■ **TASK STATEMENT**
Repeat the lines beginning at the one with "For every instance of the orange" and running to the end of the material, keeping the first and last of them, exactly as they appear.
START MATERIAL PROVIDED
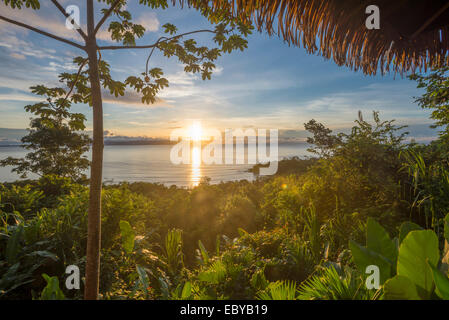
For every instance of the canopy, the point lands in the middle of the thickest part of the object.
(413, 34)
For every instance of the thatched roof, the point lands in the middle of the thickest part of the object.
(413, 34)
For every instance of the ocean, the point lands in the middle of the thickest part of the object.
(151, 163)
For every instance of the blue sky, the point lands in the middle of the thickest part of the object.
(269, 85)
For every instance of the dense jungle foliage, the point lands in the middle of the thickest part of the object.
(297, 235)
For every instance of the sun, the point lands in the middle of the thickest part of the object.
(196, 131)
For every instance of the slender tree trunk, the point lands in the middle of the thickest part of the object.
(94, 214)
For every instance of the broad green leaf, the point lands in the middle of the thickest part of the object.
(128, 236)
(446, 227)
(400, 288)
(187, 290)
(415, 250)
(204, 253)
(441, 283)
(52, 290)
(13, 246)
(378, 240)
(406, 227)
(364, 257)
(143, 280)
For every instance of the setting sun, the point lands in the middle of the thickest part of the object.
(196, 131)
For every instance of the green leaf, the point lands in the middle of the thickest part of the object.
(378, 240)
(441, 282)
(186, 291)
(415, 250)
(400, 288)
(204, 253)
(143, 281)
(13, 246)
(128, 236)
(446, 227)
(406, 227)
(364, 257)
(52, 290)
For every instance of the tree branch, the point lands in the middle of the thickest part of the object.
(154, 44)
(43, 32)
(106, 15)
(76, 80)
(80, 31)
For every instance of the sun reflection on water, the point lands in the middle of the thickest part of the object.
(196, 167)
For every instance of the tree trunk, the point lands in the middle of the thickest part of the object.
(94, 213)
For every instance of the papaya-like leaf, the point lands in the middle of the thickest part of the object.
(441, 283)
(416, 249)
(364, 257)
(128, 236)
(400, 288)
(378, 240)
(405, 228)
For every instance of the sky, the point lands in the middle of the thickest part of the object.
(270, 85)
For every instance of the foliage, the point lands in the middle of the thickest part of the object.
(436, 96)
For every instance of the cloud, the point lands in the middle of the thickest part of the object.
(132, 99)
(17, 56)
(149, 21)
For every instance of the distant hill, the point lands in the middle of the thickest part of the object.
(11, 137)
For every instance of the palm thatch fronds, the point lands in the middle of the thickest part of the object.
(413, 34)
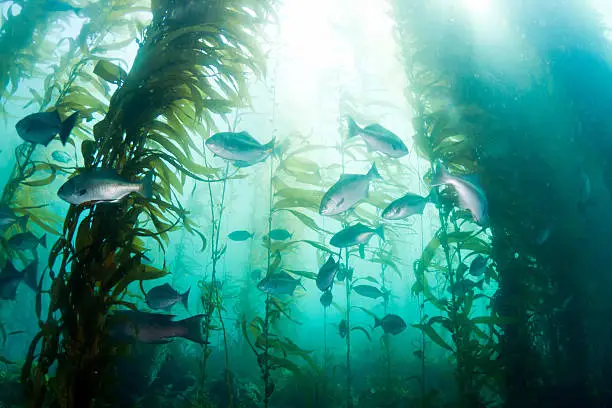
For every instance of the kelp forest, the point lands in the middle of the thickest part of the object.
(280, 203)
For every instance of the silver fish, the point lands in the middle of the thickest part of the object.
(133, 325)
(102, 185)
(239, 147)
(357, 234)
(279, 283)
(41, 128)
(406, 206)
(165, 296)
(347, 192)
(470, 193)
(26, 241)
(391, 324)
(327, 272)
(379, 139)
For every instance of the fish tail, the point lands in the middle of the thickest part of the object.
(194, 329)
(67, 126)
(353, 128)
(146, 185)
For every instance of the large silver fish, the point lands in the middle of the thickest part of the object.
(379, 139)
(357, 234)
(347, 192)
(102, 185)
(405, 206)
(240, 147)
(470, 193)
(41, 128)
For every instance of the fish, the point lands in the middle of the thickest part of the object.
(470, 192)
(165, 296)
(279, 283)
(358, 234)
(343, 328)
(239, 147)
(8, 218)
(378, 139)
(327, 272)
(391, 324)
(10, 278)
(406, 206)
(326, 298)
(145, 327)
(370, 291)
(280, 234)
(478, 266)
(26, 241)
(98, 185)
(61, 156)
(349, 190)
(40, 128)
(240, 235)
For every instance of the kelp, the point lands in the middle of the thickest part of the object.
(169, 94)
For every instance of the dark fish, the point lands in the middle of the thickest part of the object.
(325, 277)
(239, 147)
(391, 324)
(406, 206)
(347, 192)
(240, 235)
(41, 128)
(326, 298)
(470, 193)
(102, 185)
(379, 139)
(165, 296)
(280, 234)
(8, 218)
(279, 283)
(61, 156)
(357, 234)
(478, 266)
(26, 241)
(133, 325)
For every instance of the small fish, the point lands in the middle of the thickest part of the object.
(357, 234)
(470, 193)
(165, 296)
(478, 266)
(134, 325)
(391, 324)
(61, 156)
(279, 283)
(347, 192)
(97, 185)
(280, 234)
(240, 235)
(327, 272)
(26, 241)
(239, 147)
(406, 206)
(326, 298)
(370, 291)
(8, 218)
(41, 128)
(343, 328)
(379, 139)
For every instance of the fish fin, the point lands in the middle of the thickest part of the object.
(67, 126)
(146, 185)
(353, 128)
(193, 325)
(185, 299)
(373, 173)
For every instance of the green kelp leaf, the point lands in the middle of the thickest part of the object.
(110, 72)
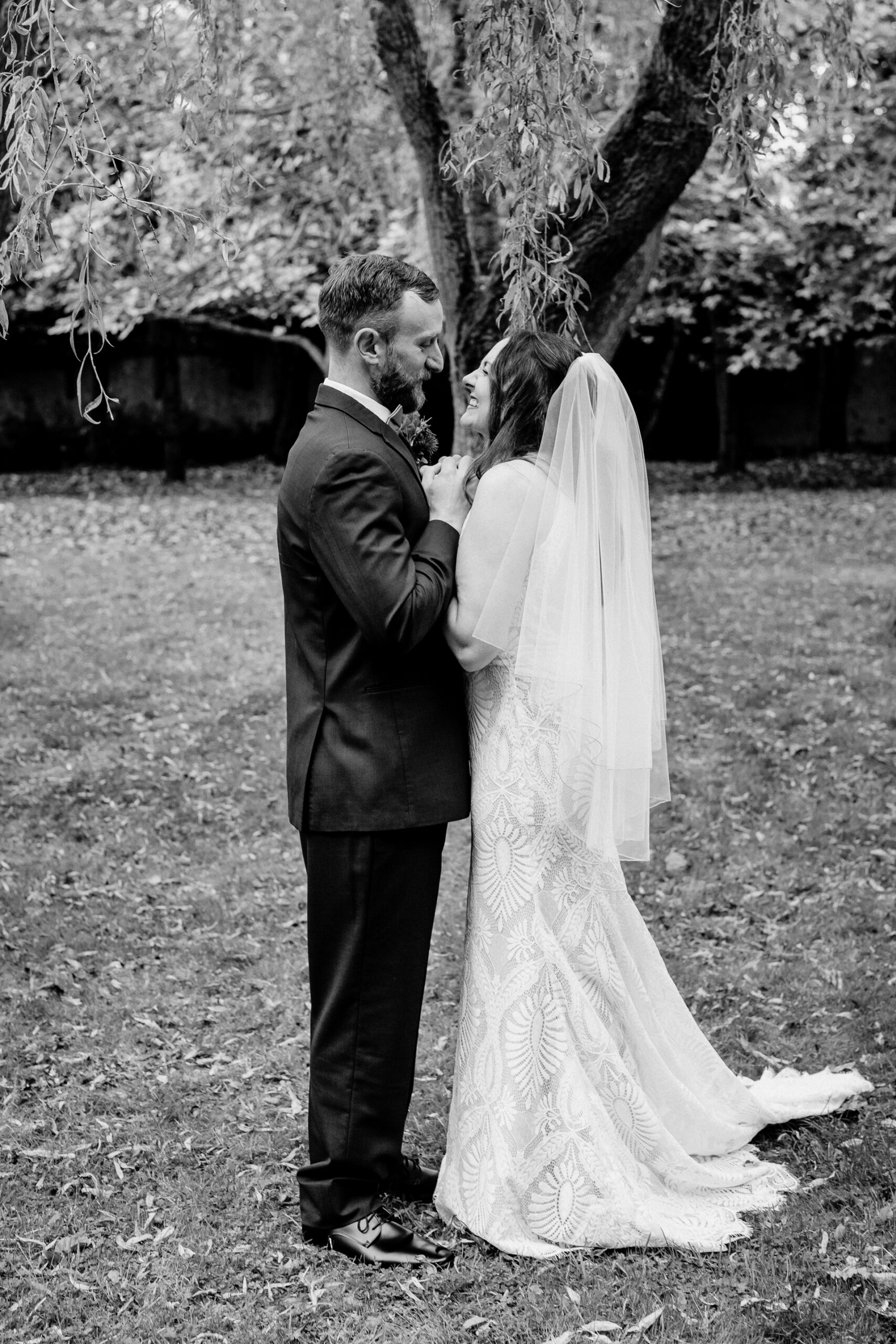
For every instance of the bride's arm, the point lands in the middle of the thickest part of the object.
(487, 533)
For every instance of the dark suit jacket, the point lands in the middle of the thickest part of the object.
(376, 723)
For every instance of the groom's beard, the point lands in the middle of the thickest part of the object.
(395, 386)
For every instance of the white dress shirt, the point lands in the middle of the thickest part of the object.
(383, 412)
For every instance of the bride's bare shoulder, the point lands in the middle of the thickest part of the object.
(510, 478)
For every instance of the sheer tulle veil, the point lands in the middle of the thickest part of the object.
(589, 644)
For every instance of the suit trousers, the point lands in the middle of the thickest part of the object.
(371, 904)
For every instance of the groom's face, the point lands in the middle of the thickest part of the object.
(413, 355)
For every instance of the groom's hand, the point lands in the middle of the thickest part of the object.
(444, 488)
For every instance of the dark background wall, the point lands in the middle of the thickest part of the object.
(215, 395)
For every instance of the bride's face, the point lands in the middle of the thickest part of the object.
(479, 392)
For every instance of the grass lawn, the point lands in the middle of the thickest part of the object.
(154, 980)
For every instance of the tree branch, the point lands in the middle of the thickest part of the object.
(419, 107)
(653, 150)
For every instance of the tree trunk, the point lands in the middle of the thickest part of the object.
(653, 148)
(612, 308)
(729, 456)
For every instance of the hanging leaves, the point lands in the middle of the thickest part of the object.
(535, 144)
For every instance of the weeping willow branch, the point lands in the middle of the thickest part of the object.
(54, 142)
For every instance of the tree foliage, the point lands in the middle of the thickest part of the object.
(214, 156)
(810, 257)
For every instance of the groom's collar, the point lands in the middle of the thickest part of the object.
(350, 405)
(376, 407)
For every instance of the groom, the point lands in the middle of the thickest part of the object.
(376, 741)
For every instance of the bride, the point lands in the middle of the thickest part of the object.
(589, 1109)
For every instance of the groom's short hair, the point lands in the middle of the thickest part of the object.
(366, 291)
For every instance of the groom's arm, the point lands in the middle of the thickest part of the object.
(394, 594)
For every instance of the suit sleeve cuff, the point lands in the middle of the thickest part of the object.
(440, 537)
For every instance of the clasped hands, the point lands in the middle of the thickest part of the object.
(444, 486)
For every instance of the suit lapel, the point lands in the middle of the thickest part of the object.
(342, 402)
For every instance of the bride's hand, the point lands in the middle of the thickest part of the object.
(444, 487)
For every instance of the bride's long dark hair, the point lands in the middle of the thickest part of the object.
(523, 380)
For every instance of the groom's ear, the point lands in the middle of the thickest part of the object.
(370, 344)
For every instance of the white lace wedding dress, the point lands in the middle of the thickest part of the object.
(589, 1108)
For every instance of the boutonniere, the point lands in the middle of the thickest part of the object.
(418, 435)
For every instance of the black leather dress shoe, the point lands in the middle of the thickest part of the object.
(413, 1182)
(375, 1241)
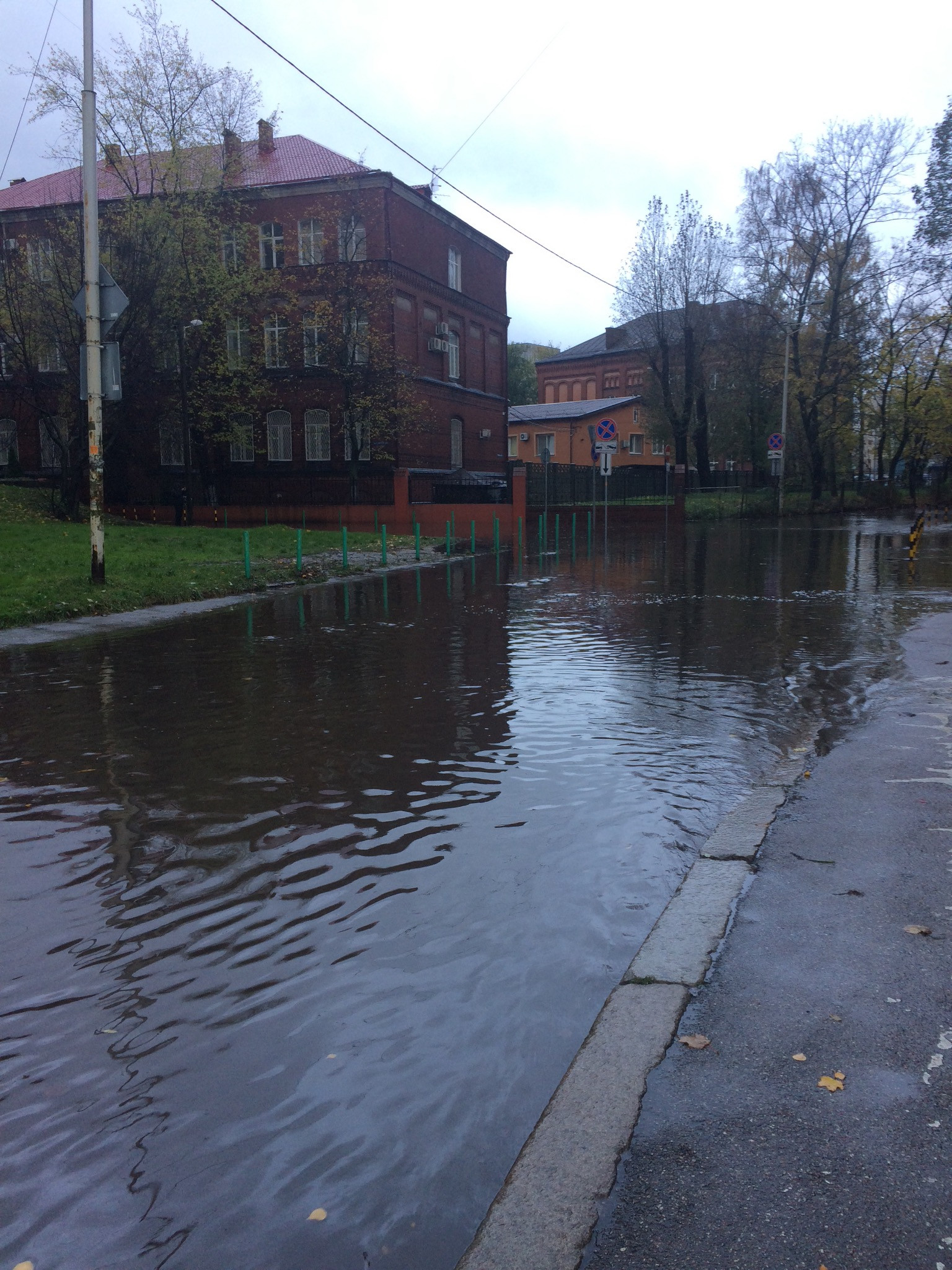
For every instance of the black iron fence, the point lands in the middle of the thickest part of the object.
(460, 488)
(570, 484)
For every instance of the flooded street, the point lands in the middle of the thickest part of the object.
(310, 904)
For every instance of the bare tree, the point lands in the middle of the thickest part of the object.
(677, 272)
(805, 233)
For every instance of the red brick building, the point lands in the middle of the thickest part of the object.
(306, 205)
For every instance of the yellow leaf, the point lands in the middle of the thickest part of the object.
(697, 1041)
(829, 1082)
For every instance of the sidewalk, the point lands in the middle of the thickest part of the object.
(738, 1158)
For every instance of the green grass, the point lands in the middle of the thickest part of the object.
(45, 562)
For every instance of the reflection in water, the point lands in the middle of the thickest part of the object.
(311, 905)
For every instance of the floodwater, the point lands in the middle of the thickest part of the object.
(309, 905)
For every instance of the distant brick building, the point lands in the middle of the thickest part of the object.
(304, 202)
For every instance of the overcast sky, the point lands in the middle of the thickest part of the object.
(630, 100)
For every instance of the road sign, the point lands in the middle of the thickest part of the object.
(113, 301)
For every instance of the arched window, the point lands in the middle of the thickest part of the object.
(456, 442)
(272, 246)
(278, 437)
(316, 436)
(352, 239)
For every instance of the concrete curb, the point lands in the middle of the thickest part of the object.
(547, 1207)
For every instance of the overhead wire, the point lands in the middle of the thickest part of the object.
(409, 154)
(30, 91)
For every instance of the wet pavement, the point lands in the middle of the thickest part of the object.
(310, 904)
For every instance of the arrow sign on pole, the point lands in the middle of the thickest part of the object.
(113, 301)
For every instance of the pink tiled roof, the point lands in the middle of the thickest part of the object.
(294, 159)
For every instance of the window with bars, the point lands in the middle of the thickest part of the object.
(454, 356)
(272, 246)
(455, 270)
(9, 442)
(239, 335)
(51, 360)
(242, 447)
(310, 243)
(352, 239)
(229, 248)
(170, 451)
(314, 343)
(276, 342)
(318, 436)
(356, 328)
(278, 437)
(358, 430)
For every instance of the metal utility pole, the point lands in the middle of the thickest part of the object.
(90, 283)
(783, 425)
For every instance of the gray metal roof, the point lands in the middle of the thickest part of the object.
(566, 409)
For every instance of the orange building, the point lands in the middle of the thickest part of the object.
(563, 429)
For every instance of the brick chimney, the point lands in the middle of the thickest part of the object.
(266, 138)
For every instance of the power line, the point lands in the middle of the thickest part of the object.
(413, 156)
(30, 91)
(441, 171)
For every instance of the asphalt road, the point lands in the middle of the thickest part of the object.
(739, 1158)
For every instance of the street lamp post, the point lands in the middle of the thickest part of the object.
(186, 426)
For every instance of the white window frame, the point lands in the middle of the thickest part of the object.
(229, 248)
(242, 447)
(314, 346)
(456, 442)
(318, 436)
(455, 270)
(454, 355)
(271, 244)
(9, 440)
(352, 238)
(280, 442)
(170, 448)
(310, 242)
(238, 333)
(276, 342)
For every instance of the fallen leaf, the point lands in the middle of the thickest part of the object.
END MATERIAL PROVIDED
■ **RESULT**
For every instance of the orange building, the point lands in the middle of the thickest part of the object.
(563, 429)
For every instance of the brick chimney, the point lands in the middle of the thickest part of the object.
(266, 138)
For every instance of the power line, the point lands in the middle of the thickest part of the object.
(413, 156)
(30, 91)
(441, 171)
For every instance of the asphalt road, the point lands in the middle of the thickest part of the object.
(739, 1158)
For every instance of the street lamp post, the point lands in the middle of the thickest part of the object.
(186, 426)
For every instance of the white window frame, the point lands in the middle of the thickest part of the object.
(229, 248)
(242, 447)
(314, 346)
(456, 442)
(318, 436)
(455, 270)
(454, 355)
(271, 244)
(9, 440)
(352, 238)
(280, 442)
(170, 448)
(310, 242)
(238, 333)
(276, 342)
For every instance of the fallen leaf, the point lands in the middle of the thickest part of the object.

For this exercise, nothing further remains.